Show every line of the entries below that contains the word "building", treating uppercase and lowercase as different.

(Source records)
════════

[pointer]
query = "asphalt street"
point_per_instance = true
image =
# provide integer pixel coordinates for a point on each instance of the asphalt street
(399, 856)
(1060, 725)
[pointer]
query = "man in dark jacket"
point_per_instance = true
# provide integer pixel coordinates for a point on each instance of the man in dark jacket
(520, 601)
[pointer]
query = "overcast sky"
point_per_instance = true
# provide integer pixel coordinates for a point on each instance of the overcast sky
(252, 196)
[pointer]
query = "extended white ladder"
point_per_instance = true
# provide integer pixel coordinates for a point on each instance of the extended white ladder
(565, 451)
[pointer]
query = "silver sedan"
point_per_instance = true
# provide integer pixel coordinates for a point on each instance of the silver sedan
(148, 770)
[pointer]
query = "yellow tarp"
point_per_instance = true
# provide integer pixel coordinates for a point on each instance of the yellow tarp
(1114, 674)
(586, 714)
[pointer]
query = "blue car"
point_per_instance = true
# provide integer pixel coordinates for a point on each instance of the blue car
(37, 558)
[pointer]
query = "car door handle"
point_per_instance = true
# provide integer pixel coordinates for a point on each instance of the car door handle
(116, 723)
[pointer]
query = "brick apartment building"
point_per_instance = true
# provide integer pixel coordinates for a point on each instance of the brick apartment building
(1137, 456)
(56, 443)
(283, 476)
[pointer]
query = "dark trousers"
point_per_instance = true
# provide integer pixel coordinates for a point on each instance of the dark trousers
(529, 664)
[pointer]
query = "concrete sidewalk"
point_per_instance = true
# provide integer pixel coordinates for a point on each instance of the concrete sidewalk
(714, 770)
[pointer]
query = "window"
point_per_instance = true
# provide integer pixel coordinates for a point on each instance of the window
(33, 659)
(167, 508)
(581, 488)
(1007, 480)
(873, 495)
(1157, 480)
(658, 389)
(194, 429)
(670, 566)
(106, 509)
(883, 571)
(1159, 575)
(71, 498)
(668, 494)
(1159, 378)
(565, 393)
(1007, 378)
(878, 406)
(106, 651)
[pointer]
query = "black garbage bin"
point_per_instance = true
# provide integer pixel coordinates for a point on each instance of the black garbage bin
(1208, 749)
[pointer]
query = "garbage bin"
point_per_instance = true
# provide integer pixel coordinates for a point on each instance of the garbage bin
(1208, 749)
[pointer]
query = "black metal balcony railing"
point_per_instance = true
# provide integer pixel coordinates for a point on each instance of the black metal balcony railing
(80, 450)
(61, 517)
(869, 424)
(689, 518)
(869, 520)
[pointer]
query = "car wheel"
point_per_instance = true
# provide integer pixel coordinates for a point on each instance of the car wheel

════════

WRITTEN ANSWER
query = "brick apartment building"
# provide integer pixel coordinates for a point on each instance of the brick apartment building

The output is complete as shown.